◆ Texte source ◆
——
Cette baisse du temps de jeu effectif s’explique par la volonté des joueurs d’allonger les temps de récupération afin d’être capables d’endurer les périodes de demandes élevées à haute intensité. Elle permet aussi de rétablir la structure tactique de l’équipe.

Évolution des demandes physiques

.            Les demandes physiques sont modelées par les demandes techniques et tactiques du jeu. L’apparition d’actions plus rapides et de temps de récupération plus long au cours d’un match s’est accompagnée d’un changement de comportement, comme le révèle l’analyse des déplacements des joueurs.

Entre les saisons 2006-2007 et 2012-2013 en Premier League (le championnat anglais), les distances parcourues à haute intensité, le nombre d’actions réalisées à haute intensité et la distance parcourue en sprint ont augmenté respectivement de 29 %, 49 % et 8 %. Dans le même temps, la distance totale parcourue n’a subi qu’une augmentation triviale de 2 %.

Cette observation se confirme encore aujourd’hui en Espagne : une étude récente menée entre les saisons 2012-2013 et 2018-2019 a révélé une légère baisse de la distance totale parcourue, pour une augmentation du nombre d’efforts à haute intensité (comprise entre 9 % et 15 % selon les postes). Il a d’ailleurs été récemment montré que les performances physiques en match étaient corrélées au succès de l’équipe.
——
◆ Données fournies ◆
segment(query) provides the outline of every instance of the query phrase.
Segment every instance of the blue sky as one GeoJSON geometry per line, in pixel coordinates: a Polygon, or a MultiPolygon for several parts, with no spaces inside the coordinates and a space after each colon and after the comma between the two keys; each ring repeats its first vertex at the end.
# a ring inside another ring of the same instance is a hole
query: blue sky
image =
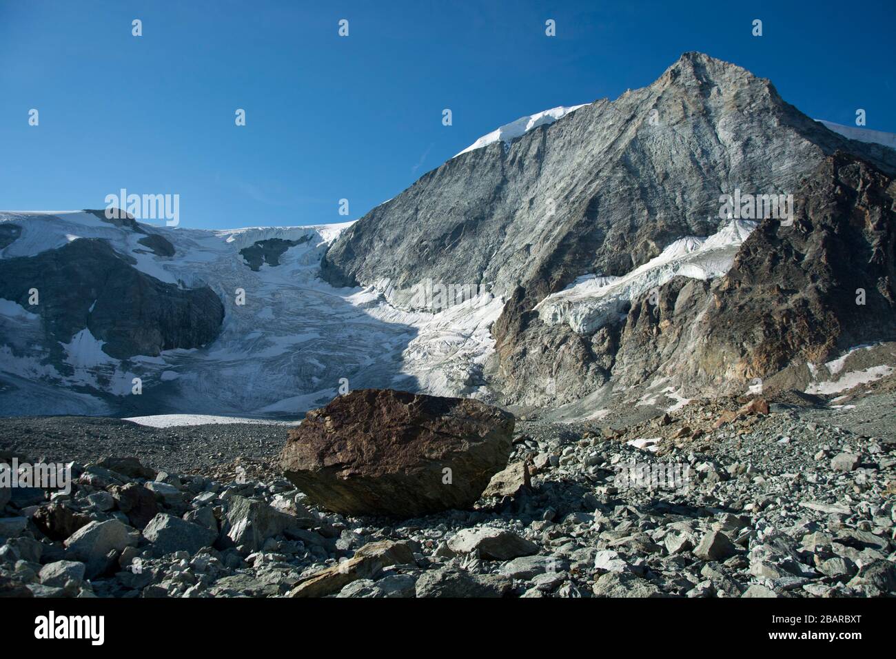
——
◆ Objectif ◆
Reprenez le texte sur l'évolution des demandes physiques en match et poursuivez-le à partir de sa dernière phrase. Les entrées n'interviennent pas dans ce travail.

◆ Exercice corrigé ◆
En prenant en compte le taux d’augmentation annuel sur ces 20 dernières années, il est prédit que cette évolution se poursuivra au minimum jusqu’en 2030.

Dans ce contexte, les équipes devront appliquer de plus en plus de pression pour gagner leurs matchs, ce qui se traduira par une augmentation des séquences de pressing haut, ainsi qu’une augmentation des contre-attaques et des sprints. Les postes les moins sollicités physiquement à l’heure actuelle (défenseurs centraux et gardiens de but) se verront contraints de contribuer davantage aux phases d’attaque. Ces évolutions pourraient se traduire par une augmentation des risques de blessure et de fatigue mentale chez les joueurs professionnels.

Des joueurs qui ont peu changé physiquement

.            Bien que l’évolution des demandes techniques et tactiques ait modelé les exigences physiques, il semblerait que cela n’ait pas eu d’impact majeur sur les caractéristiques anthropométriques des joueurs de football professionnels.

Les études ayant recensé ces valeurs lors de la Copa America en 1995, en Ligue 1 en 2010, et en Europe de l’Est en 2022 révèlent que le poids des joueurs semble avoir peu varié (76,4 kg en 1995 contre 77,7kg en 2010, soit 1,7 % de différence). Il en va de même pour le pourcentage de masse adipeuse (10,4 % en 2010 ; 11,4 % en 2022).

Tout comme les caractéristiques anthropométriques, les qualités cardiovasculaires des joueurs ont également peu évolué par rapport aux décennies précédentes.

Pas d’augmentation significative des qualités cardiovasculaires

.            Les qualités cardiovasculaires sont mesurées à l’aide de la VO2 max, représentant la capacité d’un individu à capter de l’oxygène, à le transporter et à l’utiliser au niveau musculaire. Il a été suggéré qu’un seuil minimal de VO₂ max était requis pour pratiquer le football au plus haut niveau, sans pour autant que ce soit une qualité prioritaire pour la performance.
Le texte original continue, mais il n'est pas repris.